[Permasalahan] Lanjutkan tulisan tentang peristiwa UFO Dwikora tahun 1964 di bawah ini, mulai setelah kalimat terakhirnya.

[Teks Sumber]

○ ○ ○

Peristiwa 'UFO Dwikora' tahun 1964, TNI menembaki piring terbang di Surabaya dengan Artileri Pertahanan Udara!

15 Januari 2022, 22:00 WIB
Ilustrasi pesawat UFO.* /Pixabay /Peter Lomas
 
WartaBulukumba - Sejarah mainstream memang melewatkan catatan ini namun terdokumentasi dengan baik dalam sebuah buku yang ditulis oleh J Salatun, pendiri LAPAN.
 
Inilah sebuah peristiwa yang dikenal dengan peristiwa UFO Dwikora. Namun tidak semua masyarakat Indonesia mengetahuinya dewasa ini.
 
Benda terbang tak dikenal atau Unidentified Flying Object (UFO) pernah ditembaki TNI di Surabaya dengan Artileri Pertahanan Udara!
 
 
Dalam buku berjudul "UFO Salah Satu Dunia Masa Kini" yang ditulis J Salatun tersibak peristiwa yang dikenal dengan UFO Dwikora, bahwa pada tahun 1964 UFO pernah melintas di Surabaya mengganggu pasukan Dwikora.
 
Sejumlah pesawat UFO muncul selama sepekan penuh mulai tanggal 18 sampai 24 September 1964.
 
Nampak dengan mata telanjang maupun lewat radar. Muncul di daerah segitiga: Surabaya, Malang dan Bangkalan.

○ ○ ○

[Data Tercatat]
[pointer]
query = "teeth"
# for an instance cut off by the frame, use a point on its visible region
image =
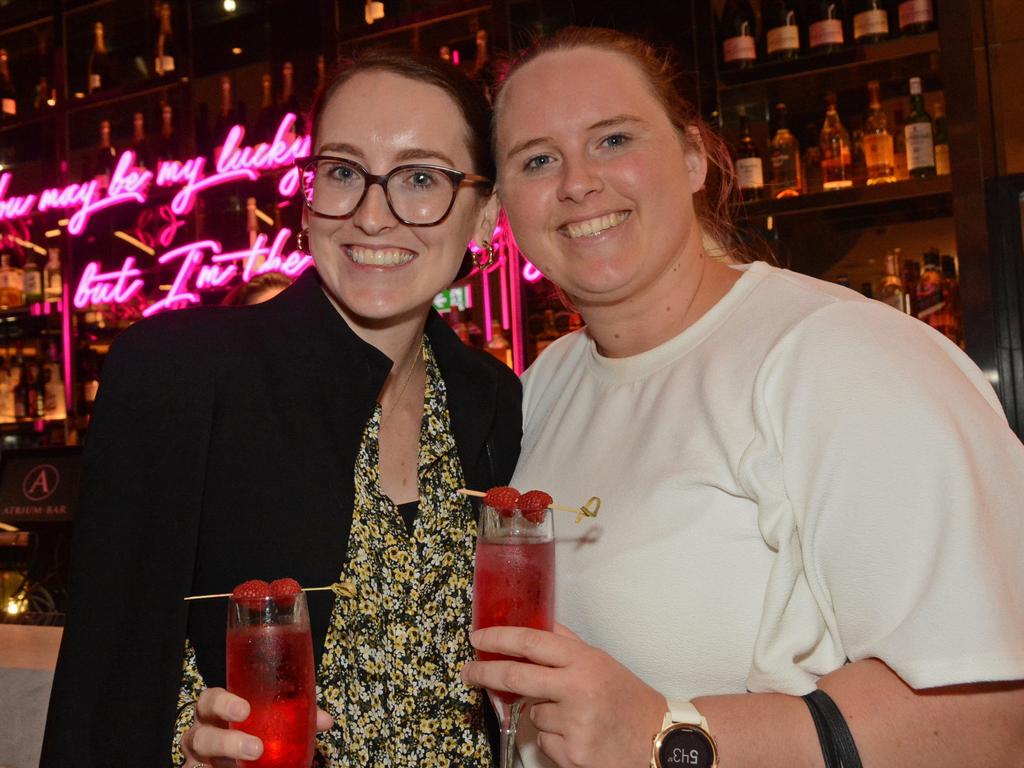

○ ○ ○

[Hasil Latihan]
 
 
Pesawat-pesawat UFO itu bahkan sempat ditembaki dengan meriam artileri pertahanan udara kita. Namun tidak ada satupun yang jatuh.
 
Dikabarkan salah satu dari UFO itu juga pernah mendarat di sebelah selatan Surabaya.
 
Sejumlah benda terbang tak dikenal itu mulai beraksi sesudah matahari terbenam dan menghilang menjelang fajar menyingsing.
  
 
Benda-benda itu ada yang bergerak seperti pesawat terbang atau helikopter biasa, tetapi ada pula yang melakukan olah gerakan yang serba mendadak.
 
Aktivitas benda-benda terbang yang aneh itu dipusatkan di dalam daerah segitiga Surabaya-Malang-Bangkalan.
 
Cuaca di daerah kejadian selama pekan itu dilaporkan cerah.
  
 
Benda-benda aneh itu menurut deskripsi para saksi mata adalah benda hitam yang kadang-kadang memperlihatkan ekor api yang lebih panjang dari api gas buang pesawat pancar gas yang sedang menyalakan “afterburner”.
 
Meskipun bentuk badannya tersembunyi di kegelapan malam, ia membawa lampu yang sangat terang di bagian bawahnya.
 
Seorang saksi kebetulan melihat bentuk badannya yang memantulkan cahaya dari bawah dan menggambarkannya seperti sebuah mangga oleh karena berbentuk elipsoida yang berwarna hijau kebiru-biruan.
 
Saksi mata lain menggambarkan cahaya UFO itu seperti lampu belakang mobil.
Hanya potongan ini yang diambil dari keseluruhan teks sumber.